■ **Exercise details**
Copy exactly the run of lines that begins at the line with "Task: annotate a point on every instance of the spiral" and ends at the final line of the entries.

#####

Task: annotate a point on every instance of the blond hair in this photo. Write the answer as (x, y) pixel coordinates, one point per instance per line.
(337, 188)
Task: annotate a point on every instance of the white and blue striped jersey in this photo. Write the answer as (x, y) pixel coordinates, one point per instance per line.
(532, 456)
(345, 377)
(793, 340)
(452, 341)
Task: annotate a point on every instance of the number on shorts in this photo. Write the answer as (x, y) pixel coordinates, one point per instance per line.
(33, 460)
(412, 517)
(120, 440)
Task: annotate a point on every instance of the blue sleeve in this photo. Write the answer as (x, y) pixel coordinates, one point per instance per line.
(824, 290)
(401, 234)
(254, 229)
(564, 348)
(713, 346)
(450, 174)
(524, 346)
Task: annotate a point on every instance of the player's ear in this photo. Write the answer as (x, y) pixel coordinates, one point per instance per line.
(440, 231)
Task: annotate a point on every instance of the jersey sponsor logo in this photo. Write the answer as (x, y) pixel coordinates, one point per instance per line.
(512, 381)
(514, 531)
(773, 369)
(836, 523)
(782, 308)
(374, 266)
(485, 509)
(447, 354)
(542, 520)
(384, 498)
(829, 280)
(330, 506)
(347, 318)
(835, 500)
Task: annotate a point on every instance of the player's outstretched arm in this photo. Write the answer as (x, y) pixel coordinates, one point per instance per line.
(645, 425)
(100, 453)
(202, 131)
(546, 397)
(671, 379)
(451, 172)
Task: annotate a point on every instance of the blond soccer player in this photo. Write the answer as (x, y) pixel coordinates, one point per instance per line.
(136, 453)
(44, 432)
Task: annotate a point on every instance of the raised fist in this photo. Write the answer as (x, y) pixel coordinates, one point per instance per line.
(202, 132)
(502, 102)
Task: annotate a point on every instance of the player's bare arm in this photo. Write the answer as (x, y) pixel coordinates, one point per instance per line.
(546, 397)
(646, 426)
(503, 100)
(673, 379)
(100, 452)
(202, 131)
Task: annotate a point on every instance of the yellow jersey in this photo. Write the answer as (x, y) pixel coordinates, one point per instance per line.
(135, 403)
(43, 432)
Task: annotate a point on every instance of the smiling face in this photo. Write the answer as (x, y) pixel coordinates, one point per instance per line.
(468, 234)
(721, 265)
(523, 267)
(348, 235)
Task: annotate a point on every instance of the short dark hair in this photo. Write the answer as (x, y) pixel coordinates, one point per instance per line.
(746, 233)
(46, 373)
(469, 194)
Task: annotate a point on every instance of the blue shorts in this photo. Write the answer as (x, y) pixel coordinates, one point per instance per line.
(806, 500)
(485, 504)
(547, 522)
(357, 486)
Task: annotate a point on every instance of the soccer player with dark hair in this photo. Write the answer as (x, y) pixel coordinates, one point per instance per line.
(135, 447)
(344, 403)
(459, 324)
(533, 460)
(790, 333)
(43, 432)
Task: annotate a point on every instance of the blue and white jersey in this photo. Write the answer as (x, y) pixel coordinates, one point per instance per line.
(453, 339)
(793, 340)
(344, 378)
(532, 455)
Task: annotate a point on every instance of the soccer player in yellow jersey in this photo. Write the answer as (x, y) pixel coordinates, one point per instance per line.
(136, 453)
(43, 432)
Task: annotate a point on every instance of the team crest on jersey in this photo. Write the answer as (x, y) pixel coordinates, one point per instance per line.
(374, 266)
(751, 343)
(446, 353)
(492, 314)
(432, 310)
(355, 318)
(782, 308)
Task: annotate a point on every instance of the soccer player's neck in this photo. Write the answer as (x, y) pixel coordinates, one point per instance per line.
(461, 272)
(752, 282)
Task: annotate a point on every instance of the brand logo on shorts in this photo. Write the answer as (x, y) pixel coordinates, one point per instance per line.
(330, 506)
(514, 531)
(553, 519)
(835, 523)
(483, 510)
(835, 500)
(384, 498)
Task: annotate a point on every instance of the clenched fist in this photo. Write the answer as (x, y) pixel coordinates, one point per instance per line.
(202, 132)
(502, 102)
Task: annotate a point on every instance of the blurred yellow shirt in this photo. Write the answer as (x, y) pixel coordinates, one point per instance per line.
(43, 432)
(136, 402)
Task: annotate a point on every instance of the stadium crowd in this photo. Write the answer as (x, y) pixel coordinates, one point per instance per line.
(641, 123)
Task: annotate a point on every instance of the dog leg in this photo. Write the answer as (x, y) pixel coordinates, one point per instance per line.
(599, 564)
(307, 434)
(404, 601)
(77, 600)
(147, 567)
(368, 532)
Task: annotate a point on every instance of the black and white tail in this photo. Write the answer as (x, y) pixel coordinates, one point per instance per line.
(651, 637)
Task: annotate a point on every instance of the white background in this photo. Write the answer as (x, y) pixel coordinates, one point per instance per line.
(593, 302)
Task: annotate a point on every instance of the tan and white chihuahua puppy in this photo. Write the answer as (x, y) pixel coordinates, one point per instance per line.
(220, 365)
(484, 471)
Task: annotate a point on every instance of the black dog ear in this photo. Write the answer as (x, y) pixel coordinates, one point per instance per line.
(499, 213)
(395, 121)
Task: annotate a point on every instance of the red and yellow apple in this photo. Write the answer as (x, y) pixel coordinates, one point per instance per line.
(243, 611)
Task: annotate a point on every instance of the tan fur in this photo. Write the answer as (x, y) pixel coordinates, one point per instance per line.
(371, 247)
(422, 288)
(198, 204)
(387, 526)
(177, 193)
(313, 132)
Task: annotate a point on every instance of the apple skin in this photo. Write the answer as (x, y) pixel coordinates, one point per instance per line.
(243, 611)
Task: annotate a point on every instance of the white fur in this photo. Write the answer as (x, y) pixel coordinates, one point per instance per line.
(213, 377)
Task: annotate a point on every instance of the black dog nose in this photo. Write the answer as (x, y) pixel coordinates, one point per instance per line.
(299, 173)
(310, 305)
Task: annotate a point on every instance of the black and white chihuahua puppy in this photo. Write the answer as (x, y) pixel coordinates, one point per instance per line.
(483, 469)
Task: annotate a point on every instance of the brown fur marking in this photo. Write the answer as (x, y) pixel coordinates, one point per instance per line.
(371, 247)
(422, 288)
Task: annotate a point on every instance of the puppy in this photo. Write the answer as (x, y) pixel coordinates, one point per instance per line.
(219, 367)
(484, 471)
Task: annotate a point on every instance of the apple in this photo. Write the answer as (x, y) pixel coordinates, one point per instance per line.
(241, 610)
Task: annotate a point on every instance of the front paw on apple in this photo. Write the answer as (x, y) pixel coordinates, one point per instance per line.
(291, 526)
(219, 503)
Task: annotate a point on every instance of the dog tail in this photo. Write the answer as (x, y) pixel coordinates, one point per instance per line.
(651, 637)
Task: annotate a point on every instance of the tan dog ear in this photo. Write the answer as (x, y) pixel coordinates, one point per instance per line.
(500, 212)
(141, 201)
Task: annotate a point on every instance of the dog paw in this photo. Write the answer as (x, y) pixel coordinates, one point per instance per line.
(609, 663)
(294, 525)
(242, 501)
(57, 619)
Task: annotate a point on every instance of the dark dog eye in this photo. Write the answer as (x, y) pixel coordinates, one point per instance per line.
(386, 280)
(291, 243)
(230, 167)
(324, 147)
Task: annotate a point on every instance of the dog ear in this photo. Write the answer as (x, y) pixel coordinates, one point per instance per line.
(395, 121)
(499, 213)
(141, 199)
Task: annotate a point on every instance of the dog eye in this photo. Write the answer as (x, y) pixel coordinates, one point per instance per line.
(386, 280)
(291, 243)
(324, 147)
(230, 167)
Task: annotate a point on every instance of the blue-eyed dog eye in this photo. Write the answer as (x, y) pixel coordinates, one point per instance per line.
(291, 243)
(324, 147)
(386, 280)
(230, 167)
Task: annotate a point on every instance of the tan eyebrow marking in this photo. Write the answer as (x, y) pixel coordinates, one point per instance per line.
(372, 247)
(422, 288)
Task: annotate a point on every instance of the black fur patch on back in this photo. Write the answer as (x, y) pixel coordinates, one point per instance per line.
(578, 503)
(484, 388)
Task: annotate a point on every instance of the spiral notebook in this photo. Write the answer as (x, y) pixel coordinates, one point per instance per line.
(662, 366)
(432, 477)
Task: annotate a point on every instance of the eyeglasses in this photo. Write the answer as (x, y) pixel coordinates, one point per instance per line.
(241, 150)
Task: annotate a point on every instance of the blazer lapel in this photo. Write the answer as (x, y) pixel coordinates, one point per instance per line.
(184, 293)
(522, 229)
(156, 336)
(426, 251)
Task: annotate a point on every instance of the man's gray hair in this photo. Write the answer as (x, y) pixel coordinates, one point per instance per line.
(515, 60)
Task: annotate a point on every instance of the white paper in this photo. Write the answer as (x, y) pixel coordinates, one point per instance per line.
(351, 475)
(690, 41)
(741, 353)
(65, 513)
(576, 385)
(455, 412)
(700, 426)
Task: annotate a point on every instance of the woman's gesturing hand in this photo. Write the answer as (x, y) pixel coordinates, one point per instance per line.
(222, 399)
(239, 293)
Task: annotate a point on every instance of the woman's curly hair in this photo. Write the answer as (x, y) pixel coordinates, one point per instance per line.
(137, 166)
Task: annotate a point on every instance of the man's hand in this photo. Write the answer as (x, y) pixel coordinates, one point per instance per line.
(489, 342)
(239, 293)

#####

■ **Correct output**
Task: annotate a point on every instance of the spiral notebook in this photo. Write the answer as (x, y) pixel coordinates, one point per instance per line.
(662, 366)
(432, 477)
Task: annotate a point on every instance of the eyeglasses in this photo. Write the answer as (x, y) pixel coordinates, one point per instance per line.
(241, 150)
Task: annotate a point on every instance of the blazer lapel in this photo. Write the answer as (x, y) pixel coordinates, one point per instance per line.
(184, 293)
(522, 229)
(156, 336)
(426, 251)
Task: annotate a point on every instance of the man's gray hair in this photo. Write the answer as (x, y) pixel coordinates, one point per instance per line.
(515, 60)
Task: annotate a point on every instance of the white paper in this photo. Write the answer as (x, y) pixel coordinates, one point per instance per line.
(351, 475)
(690, 41)
(741, 353)
(65, 513)
(576, 385)
(455, 412)
(700, 426)
Task: annotate a point on every instance of the woman's gesturing hand in this photo. Write the answer as (x, y) pixel coordinates, one point per instance per line.
(222, 399)
(239, 293)
Task: annotate a point on every instance of the woman's curly hair in this photo. Write the answer as (x, y) pixel coordinates, one point per instance per line.
(137, 166)
Task: annotate a point on every instance of the man's hand in this photo. Write the answer as (x, y) pixel coordinates, one point per instance per line.
(489, 342)
(239, 293)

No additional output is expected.